#### Written instruction:
Output the line containing "Could you spot the wooden" and all subsequent lines of the listing below, copied exactly, with no other lines.

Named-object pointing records

::::

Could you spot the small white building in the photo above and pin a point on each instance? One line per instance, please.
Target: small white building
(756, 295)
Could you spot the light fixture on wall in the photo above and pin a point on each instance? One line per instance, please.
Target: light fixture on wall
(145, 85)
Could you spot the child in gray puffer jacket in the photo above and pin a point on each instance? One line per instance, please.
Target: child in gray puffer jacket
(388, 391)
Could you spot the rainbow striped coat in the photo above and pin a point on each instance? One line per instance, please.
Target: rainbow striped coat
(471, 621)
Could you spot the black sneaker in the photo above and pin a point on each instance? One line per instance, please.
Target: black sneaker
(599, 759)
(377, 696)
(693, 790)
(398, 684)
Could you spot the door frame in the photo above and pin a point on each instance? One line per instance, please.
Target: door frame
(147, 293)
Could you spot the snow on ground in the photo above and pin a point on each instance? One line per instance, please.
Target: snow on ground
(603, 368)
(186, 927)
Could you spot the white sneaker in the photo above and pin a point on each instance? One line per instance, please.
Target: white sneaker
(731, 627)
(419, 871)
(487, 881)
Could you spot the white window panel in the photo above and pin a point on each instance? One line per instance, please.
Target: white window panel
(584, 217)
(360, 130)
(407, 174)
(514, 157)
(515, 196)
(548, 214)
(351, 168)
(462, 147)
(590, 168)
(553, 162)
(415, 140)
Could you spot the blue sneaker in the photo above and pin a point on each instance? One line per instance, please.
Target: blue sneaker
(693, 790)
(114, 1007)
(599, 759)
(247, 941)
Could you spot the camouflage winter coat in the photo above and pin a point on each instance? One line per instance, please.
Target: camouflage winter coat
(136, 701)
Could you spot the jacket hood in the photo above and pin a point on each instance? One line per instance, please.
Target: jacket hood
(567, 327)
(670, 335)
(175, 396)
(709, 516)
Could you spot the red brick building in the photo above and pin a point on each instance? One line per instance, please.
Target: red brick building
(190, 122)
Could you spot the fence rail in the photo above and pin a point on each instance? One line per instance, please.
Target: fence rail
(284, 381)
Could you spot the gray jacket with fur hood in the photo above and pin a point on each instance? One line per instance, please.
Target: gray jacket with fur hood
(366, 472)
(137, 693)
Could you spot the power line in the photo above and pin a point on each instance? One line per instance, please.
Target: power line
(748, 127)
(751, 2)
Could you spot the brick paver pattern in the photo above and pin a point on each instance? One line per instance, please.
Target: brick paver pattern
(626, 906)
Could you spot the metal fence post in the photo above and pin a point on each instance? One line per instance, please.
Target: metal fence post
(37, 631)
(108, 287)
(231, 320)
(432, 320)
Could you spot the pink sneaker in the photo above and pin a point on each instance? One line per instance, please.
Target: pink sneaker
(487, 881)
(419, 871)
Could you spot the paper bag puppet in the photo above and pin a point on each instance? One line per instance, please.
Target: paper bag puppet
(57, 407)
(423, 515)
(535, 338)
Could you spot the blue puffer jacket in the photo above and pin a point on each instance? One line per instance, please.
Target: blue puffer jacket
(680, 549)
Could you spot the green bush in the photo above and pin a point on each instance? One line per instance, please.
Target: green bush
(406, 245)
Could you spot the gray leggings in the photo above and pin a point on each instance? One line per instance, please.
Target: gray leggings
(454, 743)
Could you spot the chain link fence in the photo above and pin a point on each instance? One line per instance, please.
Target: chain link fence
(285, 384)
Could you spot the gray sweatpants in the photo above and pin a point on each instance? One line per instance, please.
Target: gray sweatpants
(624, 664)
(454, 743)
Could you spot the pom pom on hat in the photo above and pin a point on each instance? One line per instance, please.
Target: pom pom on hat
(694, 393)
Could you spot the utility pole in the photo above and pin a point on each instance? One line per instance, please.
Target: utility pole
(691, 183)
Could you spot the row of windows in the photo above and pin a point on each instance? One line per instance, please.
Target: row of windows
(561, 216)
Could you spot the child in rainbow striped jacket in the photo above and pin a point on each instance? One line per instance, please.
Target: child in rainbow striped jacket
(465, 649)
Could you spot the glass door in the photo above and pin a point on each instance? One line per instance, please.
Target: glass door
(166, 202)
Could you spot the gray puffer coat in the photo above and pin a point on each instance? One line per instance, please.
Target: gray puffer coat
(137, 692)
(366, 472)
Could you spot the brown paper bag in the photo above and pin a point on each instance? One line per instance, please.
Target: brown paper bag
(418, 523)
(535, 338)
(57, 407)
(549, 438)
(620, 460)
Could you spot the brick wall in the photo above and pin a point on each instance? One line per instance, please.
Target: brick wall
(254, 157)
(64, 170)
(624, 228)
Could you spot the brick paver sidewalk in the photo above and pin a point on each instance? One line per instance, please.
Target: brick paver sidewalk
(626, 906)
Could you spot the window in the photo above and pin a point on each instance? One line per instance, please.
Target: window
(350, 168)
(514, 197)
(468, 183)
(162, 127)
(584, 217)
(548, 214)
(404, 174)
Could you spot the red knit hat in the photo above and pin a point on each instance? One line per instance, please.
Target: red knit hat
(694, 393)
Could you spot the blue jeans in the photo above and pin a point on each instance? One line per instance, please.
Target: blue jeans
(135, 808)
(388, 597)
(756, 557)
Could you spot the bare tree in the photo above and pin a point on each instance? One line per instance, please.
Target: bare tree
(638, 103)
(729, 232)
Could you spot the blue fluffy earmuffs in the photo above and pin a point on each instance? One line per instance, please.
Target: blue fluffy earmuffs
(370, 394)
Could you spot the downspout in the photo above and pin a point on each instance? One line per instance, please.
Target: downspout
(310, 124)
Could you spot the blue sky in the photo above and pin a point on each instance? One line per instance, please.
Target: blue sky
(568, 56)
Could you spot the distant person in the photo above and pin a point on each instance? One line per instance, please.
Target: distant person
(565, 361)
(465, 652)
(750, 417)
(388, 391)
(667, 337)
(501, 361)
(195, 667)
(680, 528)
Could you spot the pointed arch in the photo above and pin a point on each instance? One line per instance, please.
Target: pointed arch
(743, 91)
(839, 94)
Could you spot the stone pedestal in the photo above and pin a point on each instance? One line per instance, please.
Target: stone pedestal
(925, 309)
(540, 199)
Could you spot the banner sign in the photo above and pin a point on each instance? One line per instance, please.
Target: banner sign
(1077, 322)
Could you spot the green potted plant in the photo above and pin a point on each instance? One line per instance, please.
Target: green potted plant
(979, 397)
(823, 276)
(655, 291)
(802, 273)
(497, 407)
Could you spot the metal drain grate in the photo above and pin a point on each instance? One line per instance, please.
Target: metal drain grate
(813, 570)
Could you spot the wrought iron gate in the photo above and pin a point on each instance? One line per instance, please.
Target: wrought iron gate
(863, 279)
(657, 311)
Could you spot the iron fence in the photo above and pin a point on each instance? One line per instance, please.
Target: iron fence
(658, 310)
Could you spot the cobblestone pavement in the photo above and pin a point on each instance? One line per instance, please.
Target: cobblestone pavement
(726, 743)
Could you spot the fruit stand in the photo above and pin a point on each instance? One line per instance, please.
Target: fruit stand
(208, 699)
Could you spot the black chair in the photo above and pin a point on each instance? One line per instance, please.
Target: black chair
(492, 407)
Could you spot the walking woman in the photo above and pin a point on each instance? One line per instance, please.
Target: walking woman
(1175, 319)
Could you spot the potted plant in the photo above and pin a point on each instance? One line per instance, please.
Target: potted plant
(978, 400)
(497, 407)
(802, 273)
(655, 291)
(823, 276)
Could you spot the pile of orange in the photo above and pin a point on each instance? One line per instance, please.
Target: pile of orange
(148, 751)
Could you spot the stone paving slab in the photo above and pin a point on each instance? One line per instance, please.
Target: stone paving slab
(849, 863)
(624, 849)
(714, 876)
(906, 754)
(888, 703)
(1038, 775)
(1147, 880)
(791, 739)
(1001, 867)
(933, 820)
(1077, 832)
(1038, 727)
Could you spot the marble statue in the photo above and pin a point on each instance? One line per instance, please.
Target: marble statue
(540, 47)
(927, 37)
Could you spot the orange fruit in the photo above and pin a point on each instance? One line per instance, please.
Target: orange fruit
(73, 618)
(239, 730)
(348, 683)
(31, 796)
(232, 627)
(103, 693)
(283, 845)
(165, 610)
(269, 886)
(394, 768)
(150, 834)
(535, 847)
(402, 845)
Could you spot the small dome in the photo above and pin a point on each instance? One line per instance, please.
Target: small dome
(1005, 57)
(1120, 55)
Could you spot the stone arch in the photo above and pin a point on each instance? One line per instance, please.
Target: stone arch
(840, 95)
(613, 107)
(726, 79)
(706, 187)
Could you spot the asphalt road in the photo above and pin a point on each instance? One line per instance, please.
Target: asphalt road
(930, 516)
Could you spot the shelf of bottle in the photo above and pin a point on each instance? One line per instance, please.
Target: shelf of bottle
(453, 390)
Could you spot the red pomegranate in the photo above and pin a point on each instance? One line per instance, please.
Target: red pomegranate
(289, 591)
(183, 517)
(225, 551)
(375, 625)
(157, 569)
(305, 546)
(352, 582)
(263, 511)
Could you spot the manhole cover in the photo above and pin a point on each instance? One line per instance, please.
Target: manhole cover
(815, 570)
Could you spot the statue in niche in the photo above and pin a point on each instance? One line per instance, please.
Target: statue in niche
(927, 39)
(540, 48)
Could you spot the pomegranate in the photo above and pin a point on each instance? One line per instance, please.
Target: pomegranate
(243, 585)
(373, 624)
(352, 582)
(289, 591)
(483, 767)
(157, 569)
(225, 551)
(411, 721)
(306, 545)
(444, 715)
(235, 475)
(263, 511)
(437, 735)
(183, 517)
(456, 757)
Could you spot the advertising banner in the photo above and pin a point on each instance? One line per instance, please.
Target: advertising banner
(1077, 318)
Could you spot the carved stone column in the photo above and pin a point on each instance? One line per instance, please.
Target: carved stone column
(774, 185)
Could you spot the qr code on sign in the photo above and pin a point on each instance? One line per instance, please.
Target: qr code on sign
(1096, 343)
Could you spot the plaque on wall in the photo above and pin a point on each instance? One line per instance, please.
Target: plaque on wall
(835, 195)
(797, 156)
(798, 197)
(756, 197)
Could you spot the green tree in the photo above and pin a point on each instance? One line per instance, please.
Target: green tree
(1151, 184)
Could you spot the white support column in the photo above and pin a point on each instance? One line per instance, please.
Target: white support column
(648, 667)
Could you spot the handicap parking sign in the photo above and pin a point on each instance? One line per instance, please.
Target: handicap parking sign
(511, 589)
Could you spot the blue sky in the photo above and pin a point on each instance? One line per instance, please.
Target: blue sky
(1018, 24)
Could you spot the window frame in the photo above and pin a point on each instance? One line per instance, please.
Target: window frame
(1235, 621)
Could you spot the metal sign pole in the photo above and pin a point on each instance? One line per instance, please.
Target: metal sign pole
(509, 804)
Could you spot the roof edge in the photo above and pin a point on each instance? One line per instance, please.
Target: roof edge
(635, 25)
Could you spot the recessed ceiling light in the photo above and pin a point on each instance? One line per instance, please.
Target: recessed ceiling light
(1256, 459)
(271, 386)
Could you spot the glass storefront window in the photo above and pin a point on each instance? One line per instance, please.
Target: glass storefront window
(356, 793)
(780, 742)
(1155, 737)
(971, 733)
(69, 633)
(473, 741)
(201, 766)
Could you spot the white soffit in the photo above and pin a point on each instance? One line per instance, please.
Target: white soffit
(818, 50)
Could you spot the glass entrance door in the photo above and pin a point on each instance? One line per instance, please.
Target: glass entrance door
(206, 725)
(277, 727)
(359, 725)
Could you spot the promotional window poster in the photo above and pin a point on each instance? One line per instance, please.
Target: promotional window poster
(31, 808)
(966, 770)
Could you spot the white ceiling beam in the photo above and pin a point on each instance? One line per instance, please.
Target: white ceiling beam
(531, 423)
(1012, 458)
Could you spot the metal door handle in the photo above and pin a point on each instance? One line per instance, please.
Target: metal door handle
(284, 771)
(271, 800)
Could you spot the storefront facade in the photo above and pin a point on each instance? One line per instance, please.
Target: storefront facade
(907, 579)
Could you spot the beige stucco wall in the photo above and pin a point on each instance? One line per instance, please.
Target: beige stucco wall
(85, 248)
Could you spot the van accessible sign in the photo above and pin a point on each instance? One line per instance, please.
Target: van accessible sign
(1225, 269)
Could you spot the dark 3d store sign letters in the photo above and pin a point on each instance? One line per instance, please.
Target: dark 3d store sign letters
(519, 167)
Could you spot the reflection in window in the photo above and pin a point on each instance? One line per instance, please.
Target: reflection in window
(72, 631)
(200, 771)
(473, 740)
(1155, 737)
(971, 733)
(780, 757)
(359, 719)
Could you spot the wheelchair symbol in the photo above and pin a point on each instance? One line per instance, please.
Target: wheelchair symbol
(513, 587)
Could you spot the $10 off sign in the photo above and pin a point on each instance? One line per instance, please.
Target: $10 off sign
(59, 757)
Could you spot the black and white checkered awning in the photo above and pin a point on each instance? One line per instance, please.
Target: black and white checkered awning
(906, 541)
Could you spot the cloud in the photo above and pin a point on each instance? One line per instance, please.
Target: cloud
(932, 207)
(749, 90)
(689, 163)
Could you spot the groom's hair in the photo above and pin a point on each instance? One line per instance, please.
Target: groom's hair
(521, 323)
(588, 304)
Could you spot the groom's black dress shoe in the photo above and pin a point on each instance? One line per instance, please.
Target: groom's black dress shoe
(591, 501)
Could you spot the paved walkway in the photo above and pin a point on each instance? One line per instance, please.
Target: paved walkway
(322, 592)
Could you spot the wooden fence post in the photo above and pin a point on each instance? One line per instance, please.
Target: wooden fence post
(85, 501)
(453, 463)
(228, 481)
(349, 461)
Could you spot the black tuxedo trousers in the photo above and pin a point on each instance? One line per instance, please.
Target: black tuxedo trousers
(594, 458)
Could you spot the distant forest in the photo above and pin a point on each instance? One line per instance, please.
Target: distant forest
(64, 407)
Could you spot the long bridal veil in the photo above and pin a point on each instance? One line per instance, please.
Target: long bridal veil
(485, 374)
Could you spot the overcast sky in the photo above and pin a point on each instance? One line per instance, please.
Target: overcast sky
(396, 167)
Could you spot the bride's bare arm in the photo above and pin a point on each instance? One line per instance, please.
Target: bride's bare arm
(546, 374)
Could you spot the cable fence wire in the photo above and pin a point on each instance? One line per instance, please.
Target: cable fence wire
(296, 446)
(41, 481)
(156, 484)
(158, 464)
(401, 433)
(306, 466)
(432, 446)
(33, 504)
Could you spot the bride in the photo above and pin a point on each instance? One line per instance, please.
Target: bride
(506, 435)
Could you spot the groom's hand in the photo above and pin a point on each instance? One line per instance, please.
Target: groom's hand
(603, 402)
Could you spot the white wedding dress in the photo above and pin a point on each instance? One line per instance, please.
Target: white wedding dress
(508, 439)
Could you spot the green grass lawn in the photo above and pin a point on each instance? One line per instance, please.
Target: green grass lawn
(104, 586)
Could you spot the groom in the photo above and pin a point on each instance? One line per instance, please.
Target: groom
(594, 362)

::::

#### Correct response:
Could you spot the wooden fence post in the photo above and pin a point on each instance? One line per instance, please.
Target: wooden fence post
(85, 501)
(453, 463)
(228, 481)
(349, 461)
Could you spot the black tuxedo trousers in the photo above and pin a point on each instance? One line per instance, please.
Target: black tuxedo trousers
(594, 458)
Could you spot the distant forest in the photo above and pin a point on each instance? One line per instance, please.
Target: distant forest
(64, 407)
Could you spot the long bridal veil in the photo above and pin a point on each instance? One line per instance, please.
Target: long bridal veil
(485, 374)
Could you spot the overcast sky in the photo above and pin a point on each instance? One line per instance, please.
Target: overcast sky
(396, 167)
Could you spot the bride's bare arm in the photo above and pin a point on each instance? One line per instance, please.
Target: bride's bare arm
(546, 374)
Could you spot the cable fence wire in the photo above and pin a point on each instance? One line per instance, please.
Target: cable fence wire
(296, 446)
(41, 481)
(156, 484)
(158, 464)
(401, 433)
(306, 466)
(432, 446)
(33, 504)
Could you spot the bride in the photo above and pin a point on each instance? One line per instance, please.
Target: bride
(506, 435)
Could you spot the groom's hand in the photo above and pin a point on each instance? One line per instance, please.
Target: groom's hand
(603, 402)
Could you spot the white wedding dress in the photo above and pin a point on each instance? One line per instance, please.
Target: white wedding dress
(508, 439)
Could you spot the green grass lawn in the photo above and pin a point on each instance? One line per instance, please.
Target: green grass lawn
(104, 586)
Could you spot the groom in the photo above and pin a point on each instance? One line per instance, please.
Target: groom
(594, 362)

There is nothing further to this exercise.